Reproduce the listing below verbatim, line for line, and omit the pictures from your output.

## DATA TO USE
++++++

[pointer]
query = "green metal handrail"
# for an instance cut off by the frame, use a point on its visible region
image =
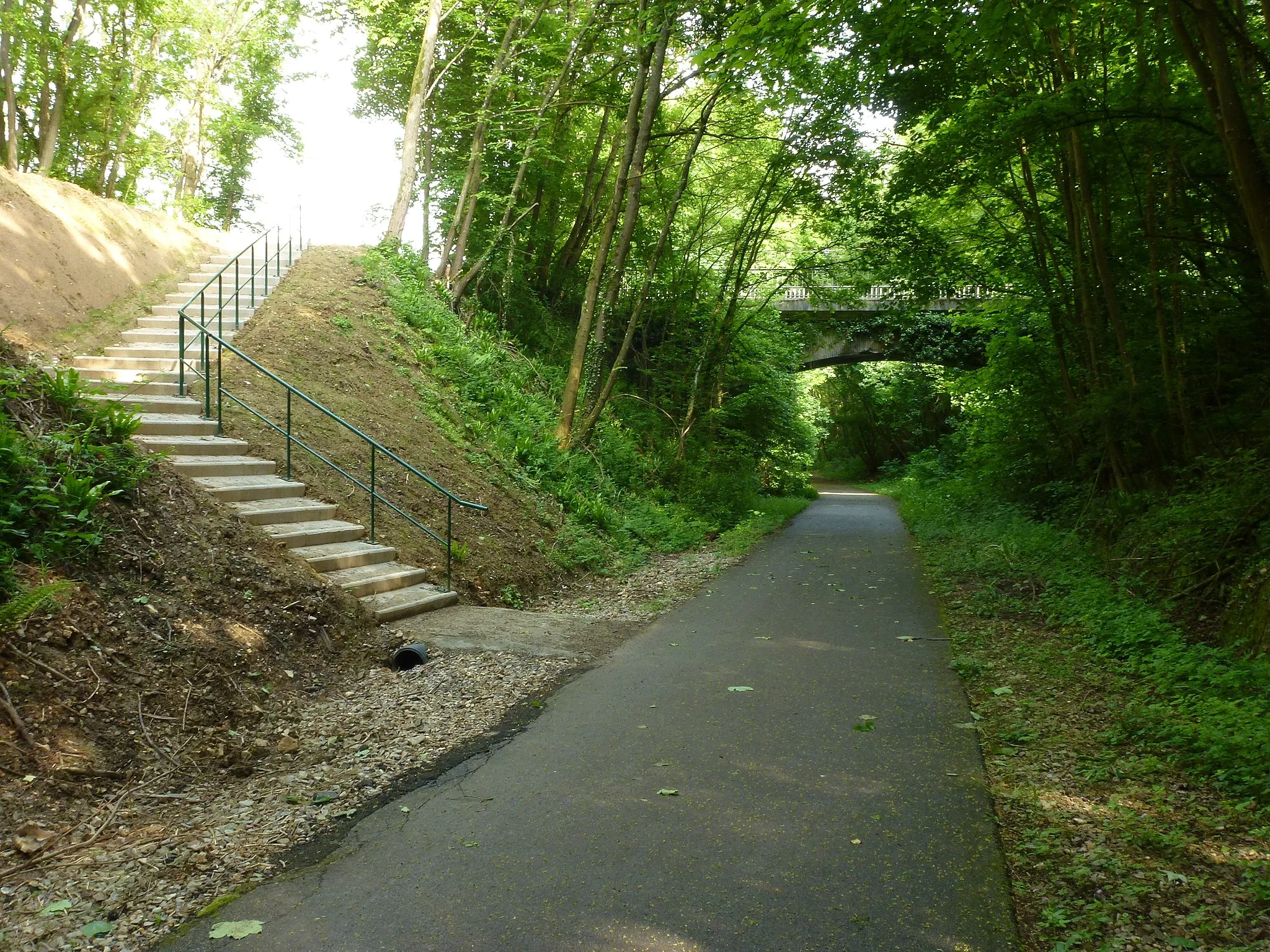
(205, 339)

++++++

## FULL RESPONSE
[pointer]
query = "green metal handrail"
# for an instance cut off by the frame, use a point on its visible region
image =
(205, 339)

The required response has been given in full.